— Records for the task —
** begin **
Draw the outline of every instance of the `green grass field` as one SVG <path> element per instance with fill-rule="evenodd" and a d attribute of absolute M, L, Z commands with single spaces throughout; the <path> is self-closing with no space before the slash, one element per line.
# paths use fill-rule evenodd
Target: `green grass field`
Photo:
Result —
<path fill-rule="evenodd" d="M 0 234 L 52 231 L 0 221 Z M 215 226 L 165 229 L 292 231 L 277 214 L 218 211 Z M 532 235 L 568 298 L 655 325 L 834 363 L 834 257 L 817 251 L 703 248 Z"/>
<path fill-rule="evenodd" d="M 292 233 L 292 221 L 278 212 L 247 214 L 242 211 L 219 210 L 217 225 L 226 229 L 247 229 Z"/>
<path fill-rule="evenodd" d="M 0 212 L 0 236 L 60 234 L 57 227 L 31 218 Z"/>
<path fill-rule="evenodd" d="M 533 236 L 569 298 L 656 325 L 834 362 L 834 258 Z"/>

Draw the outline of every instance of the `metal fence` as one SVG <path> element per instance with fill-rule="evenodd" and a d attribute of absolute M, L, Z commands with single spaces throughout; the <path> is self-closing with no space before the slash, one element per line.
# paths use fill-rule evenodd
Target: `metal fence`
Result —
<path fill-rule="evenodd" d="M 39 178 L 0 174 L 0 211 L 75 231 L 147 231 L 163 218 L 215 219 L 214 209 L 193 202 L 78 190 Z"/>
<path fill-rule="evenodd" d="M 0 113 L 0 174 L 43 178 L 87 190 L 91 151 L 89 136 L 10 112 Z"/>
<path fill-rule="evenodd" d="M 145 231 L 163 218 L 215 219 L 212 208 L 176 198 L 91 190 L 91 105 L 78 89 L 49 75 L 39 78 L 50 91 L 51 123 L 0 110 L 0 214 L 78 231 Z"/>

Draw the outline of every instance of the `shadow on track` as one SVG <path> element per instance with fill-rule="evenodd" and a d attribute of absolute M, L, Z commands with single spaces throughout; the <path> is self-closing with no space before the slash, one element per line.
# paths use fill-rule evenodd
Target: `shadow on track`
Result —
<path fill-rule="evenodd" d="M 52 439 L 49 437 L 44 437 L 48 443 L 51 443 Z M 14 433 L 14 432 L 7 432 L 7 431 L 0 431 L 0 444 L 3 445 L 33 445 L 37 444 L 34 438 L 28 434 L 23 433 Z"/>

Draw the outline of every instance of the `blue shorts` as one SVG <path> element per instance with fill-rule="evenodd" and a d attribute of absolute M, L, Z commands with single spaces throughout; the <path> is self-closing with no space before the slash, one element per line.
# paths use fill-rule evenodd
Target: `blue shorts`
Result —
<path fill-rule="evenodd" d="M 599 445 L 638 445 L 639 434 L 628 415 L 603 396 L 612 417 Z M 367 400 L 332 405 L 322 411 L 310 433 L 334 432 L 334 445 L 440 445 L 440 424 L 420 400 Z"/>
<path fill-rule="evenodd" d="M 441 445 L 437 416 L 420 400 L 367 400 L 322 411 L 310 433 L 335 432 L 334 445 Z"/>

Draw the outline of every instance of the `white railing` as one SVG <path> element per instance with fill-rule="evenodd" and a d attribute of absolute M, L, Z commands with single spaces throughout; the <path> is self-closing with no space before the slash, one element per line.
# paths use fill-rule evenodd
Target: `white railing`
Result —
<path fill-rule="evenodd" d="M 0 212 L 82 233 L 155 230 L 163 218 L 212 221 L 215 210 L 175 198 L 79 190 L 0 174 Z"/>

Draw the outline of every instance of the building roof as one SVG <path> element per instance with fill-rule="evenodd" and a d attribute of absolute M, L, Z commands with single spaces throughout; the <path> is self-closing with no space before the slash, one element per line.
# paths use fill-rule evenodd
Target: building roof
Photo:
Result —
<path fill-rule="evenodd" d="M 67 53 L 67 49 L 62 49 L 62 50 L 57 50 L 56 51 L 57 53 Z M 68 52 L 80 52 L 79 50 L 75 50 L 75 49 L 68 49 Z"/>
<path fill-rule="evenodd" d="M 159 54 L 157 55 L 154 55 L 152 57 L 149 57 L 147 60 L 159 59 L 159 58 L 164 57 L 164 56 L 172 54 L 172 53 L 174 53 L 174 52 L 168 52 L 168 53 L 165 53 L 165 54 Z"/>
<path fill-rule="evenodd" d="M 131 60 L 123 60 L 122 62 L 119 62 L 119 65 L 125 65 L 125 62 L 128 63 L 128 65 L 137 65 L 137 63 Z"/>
** end **
Write out every line of all six items above, keeping each character unchanged.

Draw the outline of every instance of the `green grass field` as one SVG <path> element per instance with fill-rule="evenodd" and a d attribute of absolute M, L, Z commands with single spaces throughout; the <path> is self-closing with no space before the slash, one element per line.
# paths use fill-rule evenodd
Target: `green grass field`
Photo:
Result —
<path fill-rule="evenodd" d="M 0 234 L 52 231 L 0 221 Z M 215 226 L 165 229 L 292 231 L 277 214 L 218 211 Z M 532 235 L 568 298 L 655 325 L 834 363 L 834 257 L 817 251 L 703 248 Z"/>
<path fill-rule="evenodd" d="M 292 233 L 292 221 L 278 212 L 247 214 L 242 211 L 219 210 L 217 225 L 226 229 L 247 229 Z"/>
<path fill-rule="evenodd" d="M 0 212 L 0 236 L 60 234 L 57 227 L 31 218 Z"/>
<path fill-rule="evenodd" d="M 533 236 L 569 298 L 656 325 L 834 362 L 834 258 Z"/>

Draw the outline of every instance of the `metal fence` as one SVG <path> element per instance with fill-rule="evenodd" and a d attribute of absolute M, L, Z commands with single spaces throughout; the <path> is self-closing with no space before the slash, one element per line.
# paths use fill-rule evenodd
Target: `metal fence`
Result —
<path fill-rule="evenodd" d="M 39 178 L 0 174 L 0 211 L 75 231 L 147 231 L 163 218 L 215 219 L 214 209 L 193 202 L 78 190 Z"/>
<path fill-rule="evenodd" d="M 0 113 L 0 174 L 43 178 L 87 190 L 91 151 L 89 136 L 10 112 Z"/>
<path fill-rule="evenodd" d="M 145 231 L 163 218 L 215 219 L 212 208 L 176 198 L 91 190 L 91 105 L 78 89 L 49 75 L 39 78 L 50 91 L 51 123 L 0 110 L 0 214 L 78 231 Z"/>

Draw the outline of every instance of the `shadow on track` as one SVG <path> element per instance with fill-rule="evenodd" and a d attribute of absolute M, L, Z commands with single spaces throughout; the <path> is self-closing with no space before the slash, one element per line.
# paths use fill-rule evenodd
Target: `shadow on track`
Result —
<path fill-rule="evenodd" d="M 52 439 L 49 437 L 44 437 L 48 443 L 51 443 Z M 14 433 L 14 432 L 7 432 L 7 431 L 0 431 L 0 444 L 3 445 L 33 445 L 37 444 L 34 438 L 28 434 L 23 433 Z"/>

Draw the outline of every instance of the `blue shorts` as one SVG <path> element per instance with fill-rule="evenodd" and a d attribute of absolute M, L, Z commands with single spaces throughout; the <path> is self-closing with no space before the slash, one element per line.
# paths use fill-rule evenodd
Target: `blue shorts`
Result —
<path fill-rule="evenodd" d="M 599 445 L 638 445 L 639 434 L 628 415 L 603 396 L 612 417 Z M 367 400 L 332 405 L 322 411 L 310 433 L 334 432 L 334 445 L 440 445 L 440 424 L 420 400 Z"/>
<path fill-rule="evenodd" d="M 441 445 L 437 416 L 420 400 L 367 400 L 322 411 L 310 433 L 335 432 L 334 445 Z"/>

Draw the outline of every instance of the `white railing` as one SVG <path> element per instance with fill-rule="evenodd" and a d attribute of absolute M, L, Z commands with single spaces throughout; the <path> is self-closing with no space before the slash, one element per line.
# paths use fill-rule evenodd
Target: `white railing`
Result —
<path fill-rule="evenodd" d="M 0 212 L 82 233 L 155 230 L 163 218 L 212 221 L 215 210 L 175 198 L 79 190 L 0 174 Z"/>

Draw the outline of every instance of the building roof as one SVG <path> element per instance with fill-rule="evenodd" and a d attribute of absolute M, L, Z commands with single spaces throughout; the <path> is self-closing with no space before the slash, one element per line.
# paths use fill-rule evenodd
Target: building roof
Photo:
Result —
<path fill-rule="evenodd" d="M 67 53 L 67 49 L 62 49 L 62 50 L 57 50 L 56 51 L 57 53 Z M 68 52 L 80 52 L 79 50 L 75 50 L 75 49 L 68 49 Z"/>
<path fill-rule="evenodd" d="M 159 54 L 157 55 L 154 55 L 152 57 L 149 57 L 147 60 L 159 59 L 159 58 L 164 57 L 164 56 L 172 54 L 172 53 L 174 53 L 174 52 L 168 52 L 168 53 L 165 53 L 165 54 Z"/>
<path fill-rule="evenodd" d="M 131 60 L 123 60 L 122 62 L 119 62 L 119 65 L 125 65 L 125 62 L 128 63 L 128 65 L 137 65 L 137 63 Z"/>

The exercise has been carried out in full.